**What is expected:** Output the entries below exactly as written, omitting pictures.

Stored entries
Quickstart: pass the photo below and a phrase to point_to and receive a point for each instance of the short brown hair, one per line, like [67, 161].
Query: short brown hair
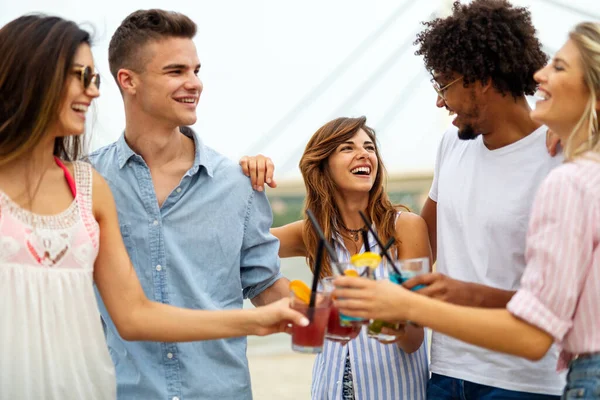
[138, 29]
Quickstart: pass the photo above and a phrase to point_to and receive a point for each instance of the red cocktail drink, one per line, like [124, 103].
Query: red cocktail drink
[310, 339]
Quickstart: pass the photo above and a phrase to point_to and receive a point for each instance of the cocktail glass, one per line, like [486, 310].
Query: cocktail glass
[310, 339]
[408, 269]
[350, 269]
[335, 331]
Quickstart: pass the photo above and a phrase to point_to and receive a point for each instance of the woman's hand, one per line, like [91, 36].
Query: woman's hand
[260, 170]
[365, 298]
[276, 317]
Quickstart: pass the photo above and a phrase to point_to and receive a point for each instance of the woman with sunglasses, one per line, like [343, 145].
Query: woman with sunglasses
[59, 233]
[559, 298]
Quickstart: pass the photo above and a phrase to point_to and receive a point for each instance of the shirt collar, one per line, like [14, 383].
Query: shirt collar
[201, 157]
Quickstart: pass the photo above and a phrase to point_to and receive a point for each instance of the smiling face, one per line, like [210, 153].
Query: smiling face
[77, 99]
[353, 164]
[563, 94]
[461, 102]
[169, 88]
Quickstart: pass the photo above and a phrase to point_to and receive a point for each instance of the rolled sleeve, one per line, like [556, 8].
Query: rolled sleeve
[259, 262]
[557, 253]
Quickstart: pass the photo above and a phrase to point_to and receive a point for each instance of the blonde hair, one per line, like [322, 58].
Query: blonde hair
[586, 36]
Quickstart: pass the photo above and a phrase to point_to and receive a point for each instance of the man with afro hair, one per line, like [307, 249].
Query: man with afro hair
[489, 164]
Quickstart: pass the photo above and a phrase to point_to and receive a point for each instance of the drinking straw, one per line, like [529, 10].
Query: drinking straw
[385, 254]
[365, 240]
[387, 246]
[316, 275]
[382, 252]
[332, 255]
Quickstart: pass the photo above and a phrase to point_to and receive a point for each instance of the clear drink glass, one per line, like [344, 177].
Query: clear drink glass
[408, 269]
[335, 331]
[350, 269]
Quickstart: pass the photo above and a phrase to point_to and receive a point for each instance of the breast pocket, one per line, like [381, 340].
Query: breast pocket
[128, 241]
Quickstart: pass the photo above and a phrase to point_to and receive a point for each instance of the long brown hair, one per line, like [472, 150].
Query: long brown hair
[37, 54]
[320, 188]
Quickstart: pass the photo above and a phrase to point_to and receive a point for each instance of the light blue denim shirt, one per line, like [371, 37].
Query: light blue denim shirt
[208, 247]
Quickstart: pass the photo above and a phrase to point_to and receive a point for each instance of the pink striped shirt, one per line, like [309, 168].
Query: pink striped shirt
[560, 288]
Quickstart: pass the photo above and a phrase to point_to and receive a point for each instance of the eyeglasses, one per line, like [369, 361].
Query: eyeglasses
[441, 90]
[87, 76]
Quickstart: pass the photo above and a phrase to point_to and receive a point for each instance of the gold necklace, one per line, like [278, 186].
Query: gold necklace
[354, 233]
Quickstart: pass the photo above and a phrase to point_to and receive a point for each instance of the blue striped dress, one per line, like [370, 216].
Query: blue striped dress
[379, 372]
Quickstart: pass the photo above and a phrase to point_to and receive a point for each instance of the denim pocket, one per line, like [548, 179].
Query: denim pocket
[128, 241]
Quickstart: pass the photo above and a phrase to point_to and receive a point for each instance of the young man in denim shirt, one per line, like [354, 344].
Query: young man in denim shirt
[196, 232]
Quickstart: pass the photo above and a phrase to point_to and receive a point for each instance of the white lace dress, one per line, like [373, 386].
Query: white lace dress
[51, 340]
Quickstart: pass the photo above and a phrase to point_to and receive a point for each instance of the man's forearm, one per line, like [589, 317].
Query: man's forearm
[279, 290]
[488, 297]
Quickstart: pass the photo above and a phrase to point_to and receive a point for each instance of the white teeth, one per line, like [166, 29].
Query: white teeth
[366, 170]
[79, 107]
[541, 95]
[189, 100]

**Response below:**
Quickstart: pass the photo below and a phrase to point_to and receive a point for each instance of the short brown hair, one per line, like [67, 161].
Query: short brown hair
[138, 29]
Quickstart: pass the photo above and a phrase to point_to and receive a point for each instance of the red cocktail drink, one per line, like [124, 103].
Query: red cocktail drink
[310, 339]
Quickstart: pass the photo above and a phrase to point_to and receive a point for each instance of the cocktail glass, one per line, like [486, 310].
Query: cocktail glass
[310, 339]
[408, 269]
[350, 269]
[335, 331]
Quickstart: pass the photo above and a phrase to point_to and receive a point for each instance of the woman's hand, one per line, like [91, 36].
Query: woman's hand
[260, 170]
[365, 298]
[276, 317]
Quickstart: pass the photo above and a phrase to point_to and receive a point for each instance of the woman with sunglasses, one per line, like [343, 145].
Query: woman with sunglasses
[59, 233]
[559, 298]
Quickstart: pass the photo above and a phrase to point_to and receive a point for each instance of the shirt collar, one per line, like [14, 383].
Query: shirt collar
[201, 157]
Quickstart: pass the photo above and a phrase to point_to and receive a point for each instance of the smiling face, one per line, like [210, 153].
Query: smiling face
[77, 99]
[353, 164]
[563, 94]
[461, 102]
[169, 88]
Quickstart: pass the photo above and a phrase to point_to and receive a point for each instance of the rolled sleeve, one per line, like [556, 8].
Query: rolled sleeve
[259, 262]
[557, 253]
Quickstart: pass the photo above and a phrase to point_to and receive a point for each instance of the blonde hair, one per line, like [322, 58].
Query: blonde hair
[586, 36]
Quickstart: pass the photo above and a phrase to point_to and receive a point for each instance of the man with afro hair, one per line, like [307, 249].
Query: man with afro hair
[489, 164]
Quickstart: pass the photo above and a phrase to point_to and receive a point for each instance of the drinking straw, one per line, like [529, 10].
Query: drinking straw
[385, 254]
[365, 240]
[387, 246]
[316, 275]
[382, 252]
[332, 255]
Quickstart: pass the photo above and a phrase to point_to and receive a point for each instance of the clear drink glass, one per line, like [344, 177].
Query: clear drink glass
[408, 269]
[335, 331]
[350, 269]
Quickstart: pass the photo above and a phrase to point_to and receive a point for each instance of the breast pocket, one per line, like [381, 340].
Query: breast pocket
[128, 241]
Quickstart: pass the photo above and a phrase to point_to and receive a point for each instance of the long brown hair, one per line, like [472, 150].
Query: long brown hair
[37, 54]
[320, 188]
Quickstart: pass the photo above and a phrase to point_to and receive a point for each instance of the light blue denim shirt, one per line, like [371, 37].
Query: light blue denim shirt
[208, 247]
Quickstart: pass the photo above and a phrase to point_to and receive a point for each instance of the pink striped shirt, one per line, like [309, 168].
Query: pink striped shirt
[560, 288]
Quickstart: pass the photo above and a phrase to point_to and receive a point for each instance of the eyeglasses, one per line, like [369, 361].
Query: eyeglasses
[441, 90]
[87, 76]
Quickstart: pass the photo above and a phrase to point_to and receive a point for each instance of the gold necklace, one per line, like [278, 186].
Query: gold necklace
[354, 233]
Quickstart: pass the photo above and a phrase to point_to and receive a point for each instance of the blue striped dress, one per line, like [370, 216].
Query: blue striped dress
[379, 372]
Quickstart: pass the photo above and a phrase to point_to and receive a point for each instance of the denim pocket, one per line, like [548, 179].
Query: denim pocket
[128, 241]
Quickstart: pass the photo above and a phrase to point_to and receive a point for each instance of the young man in denim shirt, one per line, like [354, 344].
Query: young man in denim shirt
[196, 232]
Quickstart: pass the photo above and a phrase to point_to and receive a point for each instance of the white lace dress, one per line, like [373, 386].
Query: white lace dress
[51, 340]
Quickstart: pass the photo above and a phrase to point_to and receive a point for each instance of the man's forearm, one per line, like [589, 317].
Query: man's forearm
[279, 290]
[488, 297]
Quickstart: pass the photo above and a phrase to point_to and receive a point for each instance of the white teeth, one per line, like [166, 29].
Query: white teeth
[366, 170]
[79, 107]
[541, 95]
[189, 100]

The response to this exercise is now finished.